==== DOCUMENT TEXT

The second reading is from Pseudo-Apollodorus, a Greek mythographer of the second century of the common era. It tells the story of how the ancient Greek city of Attika came to choose Athena as their special goddess:

“Kekrops, a son of the soil, with a body compounded of man and serpent, was the first king of Attika… In his time, they say, the gods resolved to take possession of cities in which each of them should receive his own peculiar worship. So Poseidon was the first that came to Attika, and with a blow of his trident on the middle of the acropolis, he produced a sea which they now call Erekhtheis. After him came Athena, and, having called on Kekrops to witness her act of taking possession, she planted an olive tree, which is still shown in the Pandrosion. But when the two strove for possession of the country, Zeus parted them and appointed arbiters, not, as some have affirmed, Kekrops and Kranaus, nor yet Erysikhthon, but the twelve gods [and goddesses]. And in accordance with their verdict the country was adjudged to Athena, because Kekrops bore witness that she had been the first to plant the olive. Athena, therefore, called the city Athens after herself, and Poseidon in hot anger flooded the Thriasian plain and laid Attika under the sea.”

[Pseudo-Apollodorus, Bibliotheca 3.14.1, trans. Frazer.]

Sermon

This is the second of a short series of sermons on Greek goddesses. This morning I would like to speak about Athena, goddess of wisdom and of war; but before I do so, let me remind you why I think it is a good idea to preach about Greek goddesses in a Unitarian Universalist church.

Beginning in the 1970’s, we Unitarian Universalists began to realize that, when it comes to religion, women were often “overlooked and undervalued.” We actively worked to root out sexism from our shared faith. In the 1980’s, we rewrote our principles and purposes using gender-neutral language, and in the 1990’s, under the influence of ecofeminism, we added a principle about our commitment to respect the interdependent web of all life. In 1993, we published a new hymnal that included feminist hymns and songs. And many of our congregations were very active in addressing sexism at the local level. Over the past thirty or forty years, we have changed our selves and our attitudes, and have done away with a significant amount of sexism within Unitarian Universalism.

========
==== RECORDS SHOWN

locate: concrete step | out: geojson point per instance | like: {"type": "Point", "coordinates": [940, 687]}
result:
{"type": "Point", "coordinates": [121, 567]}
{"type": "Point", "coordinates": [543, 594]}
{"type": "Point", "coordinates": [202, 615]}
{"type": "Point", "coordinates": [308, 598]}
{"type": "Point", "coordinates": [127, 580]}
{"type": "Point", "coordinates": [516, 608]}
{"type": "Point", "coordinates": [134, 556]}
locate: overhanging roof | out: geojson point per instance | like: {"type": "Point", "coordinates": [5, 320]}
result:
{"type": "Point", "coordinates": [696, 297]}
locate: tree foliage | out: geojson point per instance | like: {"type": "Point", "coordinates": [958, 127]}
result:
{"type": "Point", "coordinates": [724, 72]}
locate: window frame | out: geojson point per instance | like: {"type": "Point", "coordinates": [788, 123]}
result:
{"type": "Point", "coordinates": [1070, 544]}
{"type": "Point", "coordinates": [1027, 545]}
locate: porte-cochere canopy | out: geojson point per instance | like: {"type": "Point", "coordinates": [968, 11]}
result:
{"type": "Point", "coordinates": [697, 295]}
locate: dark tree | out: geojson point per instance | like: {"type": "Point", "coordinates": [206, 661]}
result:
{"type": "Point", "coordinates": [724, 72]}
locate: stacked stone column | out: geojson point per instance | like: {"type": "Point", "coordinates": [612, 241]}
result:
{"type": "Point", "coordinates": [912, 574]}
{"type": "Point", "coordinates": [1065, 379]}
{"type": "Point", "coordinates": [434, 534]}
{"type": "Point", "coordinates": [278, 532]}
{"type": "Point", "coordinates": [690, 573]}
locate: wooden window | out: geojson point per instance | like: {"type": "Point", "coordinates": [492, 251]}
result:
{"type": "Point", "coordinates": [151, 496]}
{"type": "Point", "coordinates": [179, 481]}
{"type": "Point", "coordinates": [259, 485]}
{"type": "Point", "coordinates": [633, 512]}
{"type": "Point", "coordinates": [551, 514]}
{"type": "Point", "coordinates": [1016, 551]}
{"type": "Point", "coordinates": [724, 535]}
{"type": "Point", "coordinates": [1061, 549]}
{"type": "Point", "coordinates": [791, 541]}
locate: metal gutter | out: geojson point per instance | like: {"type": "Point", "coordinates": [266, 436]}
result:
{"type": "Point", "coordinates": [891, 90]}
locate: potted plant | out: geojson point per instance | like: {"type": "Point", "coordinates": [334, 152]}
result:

========

GIVEN PROBLEM 1:
Answer these from the Athena text:
(a) What did Poseidon produce with a blow of his trident on the acropolis?
(b) What did Athena plant when she took possession of Attika?
(c) In what year did Unitarian Universalists publish a new hymnal?
GIVEN PROBLEM 2:
Format the entries from the line containing "locate: metal gutter" through the end of the entries as a JSON list of strings, one string per line, leaving out blank lines.
The Athena text and the entries are separate, unrelated material.

RESULT 1:
(a) A sea, now called Erekhtheis.
(b) An olive tree.
(c) 1993.

RESULT 2:
[
  "locate: metal gutter | out: geojson point per instance | like: {\"type\": \"Point\", \"coordinates\": [266, 436]}",
  "result:",
  "{\"type\": \"Point\", \"coordinates\": [891, 90]}",
  "locate: potted plant | out: geojson point per instance | like: {\"type\": \"Point\", \"coordinates\": [334, 152]}",
  "result:"
]